─── READING PASSAGE

Um, what? My dad lives in a condo development on the outskirts of town, and allegedly found my bro a great deal on a place in the same subdivision. I did not ask for more details of this nightmare, but wherever he lives it will not be more than a tenth of a mile from us. Every day I stay at my dad's I will be have to be reminded that this tool lives around the corner, in a far better situation than anyone his age or character should have. And he's doing it while screwing the rest of us.
So I think living there will be awful from now on, and perhaps not a viable grad school residence once I finally lose it and put a brick through his window. Back to the drawing board.
Let's get to the funny story before I resort to slitting my wrists casually.
One department of the place where I work is the Smithsonian Folkways record label, which specializes in world and historic music. They produce all kinds of recordings, from Amazonian war songs to Appalachian banjo to some dude playing a recorder near a wolf and calling it "interspecies communication." Folkways was the world's most democratic record label, and now that Smithsonian has acquired it, it's even better. You can buy any record that was ever recorded for the label since its inception, and they often acquire labels that are going out of business or just want someone awesome to take care of their catalogues and make sure they reach as many ears as possible.

──────
─── GIVEN RECORDS

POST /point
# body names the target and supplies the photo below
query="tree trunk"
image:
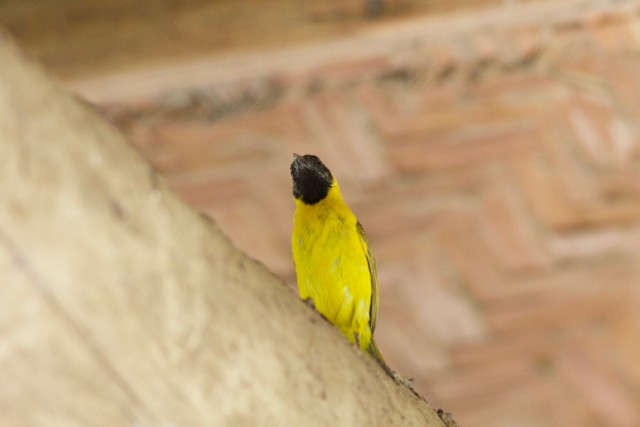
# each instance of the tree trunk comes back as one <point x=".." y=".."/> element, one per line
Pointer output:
<point x="122" y="306"/>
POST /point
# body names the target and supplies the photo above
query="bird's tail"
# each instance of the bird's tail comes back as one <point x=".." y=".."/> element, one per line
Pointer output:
<point x="373" y="351"/>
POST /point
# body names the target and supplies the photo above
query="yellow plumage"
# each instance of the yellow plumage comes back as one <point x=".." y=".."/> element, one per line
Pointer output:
<point x="334" y="265"/>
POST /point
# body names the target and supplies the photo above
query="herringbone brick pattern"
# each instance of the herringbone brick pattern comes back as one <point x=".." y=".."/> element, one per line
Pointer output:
<point x="494" y="160"/>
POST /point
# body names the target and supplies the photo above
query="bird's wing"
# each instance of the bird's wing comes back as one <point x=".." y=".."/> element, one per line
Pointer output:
<point x="375" y="293"/>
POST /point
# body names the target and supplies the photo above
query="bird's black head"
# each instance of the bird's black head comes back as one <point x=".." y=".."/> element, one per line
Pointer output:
<point x="311" y="178"/>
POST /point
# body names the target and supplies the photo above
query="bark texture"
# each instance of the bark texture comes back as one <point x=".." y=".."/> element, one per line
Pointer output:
<point x="123" y="306"/>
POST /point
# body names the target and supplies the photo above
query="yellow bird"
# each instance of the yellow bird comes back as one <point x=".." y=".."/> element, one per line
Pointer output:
<point x="335" y="269"/>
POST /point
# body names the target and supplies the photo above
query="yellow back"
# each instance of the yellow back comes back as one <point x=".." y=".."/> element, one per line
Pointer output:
<point x="334" y="267"/>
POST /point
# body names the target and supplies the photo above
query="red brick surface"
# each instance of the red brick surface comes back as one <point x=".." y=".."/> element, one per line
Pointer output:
<point x="493" y="159"/>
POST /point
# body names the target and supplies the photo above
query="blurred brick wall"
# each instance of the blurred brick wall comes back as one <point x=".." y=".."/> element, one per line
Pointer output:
<point x="493" y="159"/>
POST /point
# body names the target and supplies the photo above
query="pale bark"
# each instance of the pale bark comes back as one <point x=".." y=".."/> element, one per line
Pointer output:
<point x="120" y="305"/>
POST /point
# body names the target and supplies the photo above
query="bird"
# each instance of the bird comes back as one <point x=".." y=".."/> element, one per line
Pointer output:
<point x="335" y="267"/>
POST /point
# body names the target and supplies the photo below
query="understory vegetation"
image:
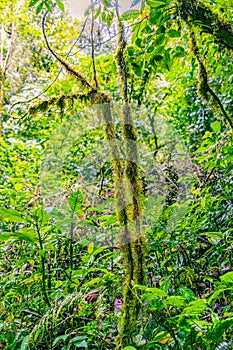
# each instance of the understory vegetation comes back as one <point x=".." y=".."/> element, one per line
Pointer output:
<point x="116" y="186"/>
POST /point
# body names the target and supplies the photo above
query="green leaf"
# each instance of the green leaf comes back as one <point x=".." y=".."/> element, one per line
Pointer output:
<point x="11" y="215"/>
<point x="75" y="201"/>
<point x="61" y="337"/>
<point x="174" y="33"/>
<point x="155" y="4"/>
<point x="135" y="2"/>
<point x="79" y="342"/>
<point x="60" y="5"/>
<point x="216" y="126"/>
<point x="130" y="14"/>
<point x="195" y="307"/>
<point x="228" y="277"/>
<point x="90" y="248"/>
<point x="24" y="344"/>
<point x="153" y="293"/>
<point x="42" y="216"/>
<point x="49" y="7"/>
<point x="33" y="3"/>
<point x="175" y="301"/>
<point x="39" y="8"/>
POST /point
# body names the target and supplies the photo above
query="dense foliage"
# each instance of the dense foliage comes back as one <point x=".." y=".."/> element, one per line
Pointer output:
<point x="116" y="175"/>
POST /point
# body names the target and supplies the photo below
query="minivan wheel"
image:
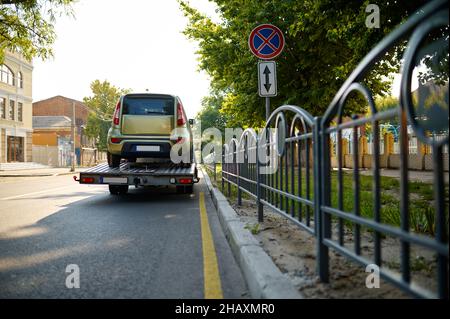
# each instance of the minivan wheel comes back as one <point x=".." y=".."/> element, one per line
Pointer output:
<point x="113" y="160"/>
<point x="118" y="189"/>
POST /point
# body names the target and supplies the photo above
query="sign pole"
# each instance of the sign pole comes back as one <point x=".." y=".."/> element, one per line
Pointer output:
<point x="267" y="108"/>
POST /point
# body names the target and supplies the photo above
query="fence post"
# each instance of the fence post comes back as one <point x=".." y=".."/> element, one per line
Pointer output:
<point x="238" y="180"/>
<point x="363" y="151"/>
<point x="344" y="148"/>
<point x="223" y="167"/>
<point x="320" y="153"/>
<point x="388" y="147"/>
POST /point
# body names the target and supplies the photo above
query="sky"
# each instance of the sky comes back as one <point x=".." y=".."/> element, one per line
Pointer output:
<point x="134" y="44"/>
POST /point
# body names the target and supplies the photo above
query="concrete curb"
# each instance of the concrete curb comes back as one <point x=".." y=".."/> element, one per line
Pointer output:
<point x="263" y="277"/>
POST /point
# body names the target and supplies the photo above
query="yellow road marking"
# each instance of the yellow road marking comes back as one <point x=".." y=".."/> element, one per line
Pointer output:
<point x="36" y="193"/>
<point x="212" y="285"/>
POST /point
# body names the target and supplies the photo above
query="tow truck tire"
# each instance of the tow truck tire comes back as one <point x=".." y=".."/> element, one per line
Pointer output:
<point x="185" y="189"/>
<point x="189" y="189"/>
<point x="118" y="189"/>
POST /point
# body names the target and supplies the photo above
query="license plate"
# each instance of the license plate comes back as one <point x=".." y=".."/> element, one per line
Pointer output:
<point x="148" y="148"/>
<point x="115" y="180"/>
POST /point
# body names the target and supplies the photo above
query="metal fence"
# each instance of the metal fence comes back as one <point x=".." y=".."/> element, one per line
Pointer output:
<point x="287" y="167"/>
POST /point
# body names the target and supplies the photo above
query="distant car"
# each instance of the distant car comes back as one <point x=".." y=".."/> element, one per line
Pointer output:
<point x="143" y="125"/>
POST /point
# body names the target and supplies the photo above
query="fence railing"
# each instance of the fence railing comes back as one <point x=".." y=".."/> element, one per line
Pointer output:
<point x="287" y="167"/>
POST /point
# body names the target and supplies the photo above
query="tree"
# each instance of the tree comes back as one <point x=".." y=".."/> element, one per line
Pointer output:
<point x="325" y="40"/>
<point x="27" y="26"/>
<point x="102" y="104"/>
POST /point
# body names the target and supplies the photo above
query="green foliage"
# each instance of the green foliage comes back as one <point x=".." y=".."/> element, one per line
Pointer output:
<point x="102" y="104"/>
<point x="210" y="115"/>
<point x="325" y="40"/>
<point x="27" y="26"/>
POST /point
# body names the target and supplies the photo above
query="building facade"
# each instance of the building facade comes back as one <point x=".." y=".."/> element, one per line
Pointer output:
<point x="15" y="109"/>
<point x="48" y="114"/>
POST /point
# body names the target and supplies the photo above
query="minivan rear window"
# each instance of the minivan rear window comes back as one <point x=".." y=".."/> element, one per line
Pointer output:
<point x="147" y="105"/>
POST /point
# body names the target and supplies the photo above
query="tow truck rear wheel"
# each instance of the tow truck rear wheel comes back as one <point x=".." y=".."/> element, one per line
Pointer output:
<point x="118" y="189"/>
<point x="189" y="189"/>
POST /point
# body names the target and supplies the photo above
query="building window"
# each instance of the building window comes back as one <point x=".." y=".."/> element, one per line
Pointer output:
<point x="19" y="111"/>
<point x="20" y="80"/>
<point x="2" y="108"/>
<point x="6" y="75"/>
<point x="11" y="109"/>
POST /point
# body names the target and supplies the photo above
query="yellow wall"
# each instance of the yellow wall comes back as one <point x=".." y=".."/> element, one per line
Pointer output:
<point x="50" y="139"/>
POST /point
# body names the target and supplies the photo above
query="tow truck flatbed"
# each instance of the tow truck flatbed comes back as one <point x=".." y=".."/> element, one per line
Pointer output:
<point x="141" y="174"/>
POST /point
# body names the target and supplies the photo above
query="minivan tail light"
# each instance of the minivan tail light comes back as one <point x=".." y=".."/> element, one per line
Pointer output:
<point x="185" y="180"/>
<point x="116" y="118"/>
<point x="181" y="119"/>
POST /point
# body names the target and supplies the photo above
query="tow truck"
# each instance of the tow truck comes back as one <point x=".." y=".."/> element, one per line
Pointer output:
<point x="183" y="176"/>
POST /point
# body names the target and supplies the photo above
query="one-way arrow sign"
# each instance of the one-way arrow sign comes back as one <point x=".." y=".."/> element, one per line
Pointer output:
<point x="267" y="78"/>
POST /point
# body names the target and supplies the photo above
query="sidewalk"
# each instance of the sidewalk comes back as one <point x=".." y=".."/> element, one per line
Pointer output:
<point x="41" y="172"/>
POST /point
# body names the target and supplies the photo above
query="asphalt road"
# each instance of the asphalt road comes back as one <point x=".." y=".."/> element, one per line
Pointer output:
<point x="146" y="244"/>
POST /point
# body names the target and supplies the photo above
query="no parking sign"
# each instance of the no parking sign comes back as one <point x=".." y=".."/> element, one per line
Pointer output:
<point x="266" y="41"/>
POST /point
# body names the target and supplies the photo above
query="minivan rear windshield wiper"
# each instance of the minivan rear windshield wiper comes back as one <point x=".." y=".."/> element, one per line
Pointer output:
<point x="153" y="112"/>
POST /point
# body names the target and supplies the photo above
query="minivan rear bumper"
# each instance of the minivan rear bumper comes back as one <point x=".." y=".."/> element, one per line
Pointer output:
<point x="130" y="149"/>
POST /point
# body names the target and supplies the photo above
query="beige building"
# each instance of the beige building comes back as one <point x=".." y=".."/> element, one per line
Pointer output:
<point x="15" y="109"/>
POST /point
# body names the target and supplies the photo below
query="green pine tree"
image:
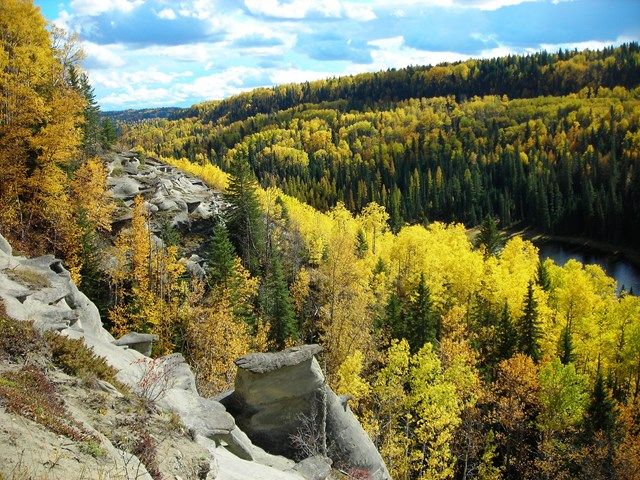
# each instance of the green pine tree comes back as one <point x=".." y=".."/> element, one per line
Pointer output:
<point x="243" y="216"/>
<point x="361" y="244"/>
<point x="542" y="277"/>
<point x="600" y="415"/>
<point x="394" y="317"/>
<point x="507" y="335"/>
<point x="529" y="331"/>
<point x="276" y="305"/>
<point x="489" y="238"/>
<point x="220" y="257"/>
<point x="565" y="349"/>
<point x="420" y="317"/>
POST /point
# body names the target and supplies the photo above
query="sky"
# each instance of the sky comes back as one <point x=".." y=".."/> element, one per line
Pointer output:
<point x="153" y="53"/>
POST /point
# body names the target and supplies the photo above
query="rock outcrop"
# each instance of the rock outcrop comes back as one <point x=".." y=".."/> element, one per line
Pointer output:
<point x="41" y="290"/>
<point x="279" y="396"/>
<point x="171" y="196"/>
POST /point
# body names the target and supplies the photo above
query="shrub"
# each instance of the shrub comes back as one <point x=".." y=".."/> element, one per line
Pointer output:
<point x="18" y="338"/>
<point x="92" y="448"/>
<point x="27" y="276"/>
<point x="146" y="449"/>
<point x="75" y="358"/>
<point x="29" y="393"/>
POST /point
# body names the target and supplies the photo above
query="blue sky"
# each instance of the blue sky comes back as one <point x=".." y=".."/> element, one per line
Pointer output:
<point x="149" y="53"/>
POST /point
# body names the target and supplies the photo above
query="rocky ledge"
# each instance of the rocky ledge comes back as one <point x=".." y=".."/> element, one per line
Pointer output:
<point x="283" y="403"/>
<point x="171" y="197"/>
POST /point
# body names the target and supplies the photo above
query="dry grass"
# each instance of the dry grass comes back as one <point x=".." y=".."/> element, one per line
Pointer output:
<point x="27" y="277"/>
<point x="29" y="393"/>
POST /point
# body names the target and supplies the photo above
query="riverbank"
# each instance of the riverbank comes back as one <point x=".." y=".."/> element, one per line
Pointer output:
<point x="585" y="244"/>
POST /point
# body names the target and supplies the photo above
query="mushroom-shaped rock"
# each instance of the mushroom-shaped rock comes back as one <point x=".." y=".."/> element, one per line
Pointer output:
<point x="141" y="342"/>
<point x="282" y="395"/>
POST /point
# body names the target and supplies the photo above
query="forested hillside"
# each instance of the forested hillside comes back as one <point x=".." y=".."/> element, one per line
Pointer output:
<point x="462" y="359"/>
<point x="564" y="164"/>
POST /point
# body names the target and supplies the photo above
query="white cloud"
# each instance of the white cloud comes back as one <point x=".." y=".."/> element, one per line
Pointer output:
<point x="131" y="94"/>
<point x="167" y="14"/>
<point x="218" y="85"/>
<point x="102" y="56"/>
<point x="359" y="12"/>
<point x="477" y="4"/>
<point x="298" y="9"/>
<point x="116" y="79"/>
<point x="97" y="7"/>
<point x="296" y="75"/>
<point x="590" y="44"/>
<point x="134" y="96"/>
<point x="196" y="52"/>
<point x="393" y="53"/>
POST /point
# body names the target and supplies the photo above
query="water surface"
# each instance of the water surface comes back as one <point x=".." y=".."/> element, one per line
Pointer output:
<point x="624" y="272"/>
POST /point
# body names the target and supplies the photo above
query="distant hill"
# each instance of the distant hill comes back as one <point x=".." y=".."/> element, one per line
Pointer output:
<point x="550" y="140"/>
<point x="517" y="76"/>
<point x="133" y="116"/>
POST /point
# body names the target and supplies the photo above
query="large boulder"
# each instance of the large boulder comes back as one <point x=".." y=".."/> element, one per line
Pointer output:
<point x="281" y="401"/>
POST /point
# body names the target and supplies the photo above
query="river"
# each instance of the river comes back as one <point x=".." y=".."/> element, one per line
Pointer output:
<point x="625" y="273"/>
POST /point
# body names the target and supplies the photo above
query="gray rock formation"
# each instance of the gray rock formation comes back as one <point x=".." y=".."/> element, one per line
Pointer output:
<point x="141" y="342"/>
<point x="41" y="290"/>
<point x="170" y="195"/>
<point x="279" y="396"/>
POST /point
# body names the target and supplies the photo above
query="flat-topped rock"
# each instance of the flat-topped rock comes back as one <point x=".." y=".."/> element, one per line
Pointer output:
<point x="268" y="362"/>
<point x="142" y="342"/>
<point x="281" y="394"/>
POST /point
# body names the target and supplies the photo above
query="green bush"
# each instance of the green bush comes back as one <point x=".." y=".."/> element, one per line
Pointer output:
<point x="18" y="338"/>
<point x="75" y="358"/>
<point x="29" y="393"/>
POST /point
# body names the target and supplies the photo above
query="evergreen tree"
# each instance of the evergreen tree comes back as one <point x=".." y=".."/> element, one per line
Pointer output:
<point x="92" y="129"/>
<point x="220" y="257"/>
<point x="421" y="319"/>
<point x="243" y="215"/>
<point x="361" y="244"/>
<point x="276" y="305"/>
<point x="529" y="331"/>
<point x="108" y="134"/>
<point x="507" y="335"/>
<point x="565" y="350"/>
<point x="600" y="415"/>
<point x="395" y="319"/>
<point x="542" y="277"/>
<point x="489" y="238"/>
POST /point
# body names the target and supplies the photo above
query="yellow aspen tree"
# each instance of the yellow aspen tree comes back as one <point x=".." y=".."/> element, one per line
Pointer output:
<point x="346" y="323"/>
<point x="140" y="245"/>
<point x="90" y="195"/>
<point x="350" y="382"/>
<point x="437" y="411"/>
<point x="215" y="340"/>
<point x="390" y="420"/>
<point x="374" y="219"/>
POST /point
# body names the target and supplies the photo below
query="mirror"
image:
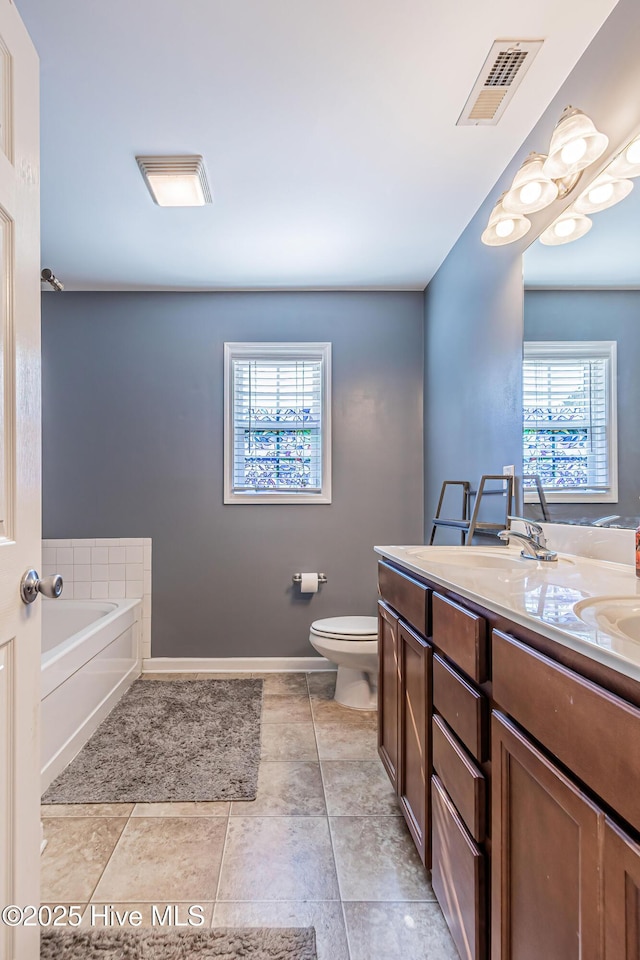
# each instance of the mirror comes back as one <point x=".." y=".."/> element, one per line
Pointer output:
<point x="589" y="290"/>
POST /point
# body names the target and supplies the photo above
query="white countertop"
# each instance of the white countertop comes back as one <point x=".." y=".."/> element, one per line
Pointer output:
<point x="540" y="596"/>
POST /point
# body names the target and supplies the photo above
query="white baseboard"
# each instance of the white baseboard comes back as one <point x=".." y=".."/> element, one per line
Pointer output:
<point x="235" y="664"/>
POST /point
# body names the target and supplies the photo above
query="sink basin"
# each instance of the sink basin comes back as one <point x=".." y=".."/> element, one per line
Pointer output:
<point x="618" y="615"/>
<point x="473" y="558"/>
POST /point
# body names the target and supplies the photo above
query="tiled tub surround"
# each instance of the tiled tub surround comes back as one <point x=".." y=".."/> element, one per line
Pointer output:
<point x="323" y="844"/>
<point x="104" y="569"/>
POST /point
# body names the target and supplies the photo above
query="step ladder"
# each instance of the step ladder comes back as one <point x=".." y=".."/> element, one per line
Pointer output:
<point x="470" y="525"/>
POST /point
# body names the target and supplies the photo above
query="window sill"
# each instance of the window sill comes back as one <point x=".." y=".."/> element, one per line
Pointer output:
<point x="572" y="497"/>
<point x="277" y="498"/>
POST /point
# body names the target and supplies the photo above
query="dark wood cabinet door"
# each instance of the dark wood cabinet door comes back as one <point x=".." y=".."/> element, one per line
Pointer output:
<point x="388" y="691"/>
<point x="545" y="892"/>
<point x="621" y="895"/>
<point x="415" y="736"/>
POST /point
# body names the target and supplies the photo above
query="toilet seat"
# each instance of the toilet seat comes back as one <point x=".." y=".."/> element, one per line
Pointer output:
<point x="349" y="629"/>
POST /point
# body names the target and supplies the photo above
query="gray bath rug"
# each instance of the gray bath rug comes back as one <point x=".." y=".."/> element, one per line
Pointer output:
<point x="175" y="740"/>
<point x="223" y="943"/>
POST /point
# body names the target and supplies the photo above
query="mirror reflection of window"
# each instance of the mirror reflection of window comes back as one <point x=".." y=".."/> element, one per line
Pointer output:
<point x="589" y="290"/>
<point x="569" y="420"/>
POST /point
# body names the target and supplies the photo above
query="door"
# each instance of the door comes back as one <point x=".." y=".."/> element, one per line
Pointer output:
<point x="545" y="895"/>
<point x="388" y="690"/>
<point x="20" y="525"/>
<point x="621" y="895"/>
<point x="415" y="739"/>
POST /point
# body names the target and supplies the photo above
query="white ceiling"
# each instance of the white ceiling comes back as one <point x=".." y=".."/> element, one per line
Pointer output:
<point x="327" y="127"/>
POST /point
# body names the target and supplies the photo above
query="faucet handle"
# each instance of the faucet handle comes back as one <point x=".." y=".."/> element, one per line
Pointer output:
<point x="532" y="529"/>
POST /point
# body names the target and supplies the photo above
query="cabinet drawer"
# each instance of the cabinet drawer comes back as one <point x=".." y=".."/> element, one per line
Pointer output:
<point x="592" y="732"/>
<point x="462" y="780"/>
<point x="458" y="876"/>
<point x="462" y="636"/>
<point x="464" y="708"/>
<point x="409" y="597"/>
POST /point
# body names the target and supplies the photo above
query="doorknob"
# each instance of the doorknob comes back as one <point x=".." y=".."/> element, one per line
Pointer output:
<point x="31" y="585"/>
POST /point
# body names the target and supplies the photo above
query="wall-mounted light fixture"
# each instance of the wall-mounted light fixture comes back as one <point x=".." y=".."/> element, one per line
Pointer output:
<point x="575" y="144"/>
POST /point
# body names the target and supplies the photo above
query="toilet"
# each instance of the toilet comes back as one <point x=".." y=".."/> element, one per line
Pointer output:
<point x="351" y="643"/>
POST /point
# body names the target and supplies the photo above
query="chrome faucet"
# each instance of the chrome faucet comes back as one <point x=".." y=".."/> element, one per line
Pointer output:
<point x="533" y="538"/>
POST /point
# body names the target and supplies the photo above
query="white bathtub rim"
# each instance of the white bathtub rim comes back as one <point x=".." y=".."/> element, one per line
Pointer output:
<point x="107" y="606"/>
<point x="87" y="727"/>
<point x="64" y="660"/>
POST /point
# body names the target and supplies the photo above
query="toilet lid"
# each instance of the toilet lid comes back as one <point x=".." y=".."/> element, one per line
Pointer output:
<point x="347" y="626"/>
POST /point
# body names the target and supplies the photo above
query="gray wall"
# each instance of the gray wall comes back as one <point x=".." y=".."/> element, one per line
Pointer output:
<point x="474" y="304"/>
<point x="132" y="446"/>
<point x="598" y="315"/>
<point x="473" y="382"/>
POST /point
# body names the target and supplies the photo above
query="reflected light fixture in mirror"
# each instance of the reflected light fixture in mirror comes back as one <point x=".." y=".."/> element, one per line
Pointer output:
<point x="569" y="226"/>
<point x="530" y="190"/>
<point x="504" y="226"/>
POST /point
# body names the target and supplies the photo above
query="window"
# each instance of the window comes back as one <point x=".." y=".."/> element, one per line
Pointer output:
<point x="569" y="419"/>
<point x="277" y="423"/>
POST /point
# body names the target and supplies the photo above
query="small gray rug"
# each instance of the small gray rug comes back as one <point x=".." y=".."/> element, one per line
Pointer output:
<point x="223" y="943"/>
<point x="174" y="740"/>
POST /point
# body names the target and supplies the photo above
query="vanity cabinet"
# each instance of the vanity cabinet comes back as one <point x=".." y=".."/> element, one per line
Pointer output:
<point x="415" y="743"/>
<point x="388" y="691"/>
<point x="546" y="885"/>
<point x="621" y="895"/>
<point x="517" y="766"/>
<point x="404" y="693"/>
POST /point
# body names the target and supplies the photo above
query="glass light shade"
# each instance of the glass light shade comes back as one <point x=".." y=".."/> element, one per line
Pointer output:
<point x="604" y="192"/>
<point x="568" y="226"/>
<point x="184" y="190"/>
<point x="530" y="190"/>
<point x="575" y="144"/>
<point x="504" y="227"/>
<point x="627" y="163"/>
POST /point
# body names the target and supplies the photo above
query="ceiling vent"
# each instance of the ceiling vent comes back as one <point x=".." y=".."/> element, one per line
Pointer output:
<point x="500" y="77"/>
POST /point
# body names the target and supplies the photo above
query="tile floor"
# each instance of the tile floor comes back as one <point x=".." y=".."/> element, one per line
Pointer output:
<point x="323" y="844"/>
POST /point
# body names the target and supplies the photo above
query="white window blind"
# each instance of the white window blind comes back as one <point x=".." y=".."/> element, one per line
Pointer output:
<point x="569" y="418"/>
<point x="277" y="423"/>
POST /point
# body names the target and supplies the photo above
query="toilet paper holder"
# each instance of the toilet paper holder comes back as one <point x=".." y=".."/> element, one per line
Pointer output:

──────

→ **REQUIRED ACTIONS**:
a: In the personal blog post, what kind of music does the Smithsonian Folkways record label specialize in?
b: Continue the personal blog post after its last sentence.

→ **RESULTS OF THE TASKS**:
a: World and historic music.

b:
So last week we get the word that a tiny label in VA that specializes in historic local recordings is donating their catalogue to us (that means we get the master tapes and right to reproduce the albums under the S-F name forever). And since the owners are buds of the CFCH team, they're coming up to deliver it personally. Interns are invited to lurk in the back and observe the momentous occasion.
In walks the label owner, a man I can only describe as a cowbilly. Graying hair past the collar, long curled moustache, granny glasses, cowboy boots... he looked like either a young Wildford Brimley or an old George Custer. He swapped folk song fieldwork tales with the staff and invited us all down to the annual Blue Ridge Folklife Festival, which features such events as a tractor competition and coon dog racing. Seeing the puzzled expressions on the faces of some of our more citified employees, he explained that a pack of coon dogs are raced across a pond by hauling the carcass of a raccoon on a zip line overhead. The first dog to swim across the pond, plant four feet on dry land, and bark is the winner. That is all I needed to hear - sign me up.
But wait, there's more. As the meeting adjourned and everyone was filing out of the room, there was a point where only me, Wilford Custer, Jr., and a CFCH director ("Dr. A") were left. I went back to my desk, out of sight but not out of earshot. The man from the mountains approaches Dr. A with a grin and a conspiratorial air:
"If you get everyone together later, you can all have a little celebration on us."
There was the rustle of a package being opened and some quiet chuckling from WCJ. Dr. A politely thanks him and I poke my head around to see what I anticipate being the presentation of a bottle of champagne.
Dr. A is stuttering. "Um... is this... spring water?"
"Not quite."
Another long pause. And then, "How did you get this past security?"
As WCJ and Dr. A leave the room, I get a look at what's just been exchanged. It's a quart Mason jar full of clear liquid.
...
Yes, WCJ congratulated us on the label acquisition by bringing us a gift from his homeland: moonshine.
After I picked my jaw up off the floor, I told the other intern, but she seemed skeptical. Un-be-lievable.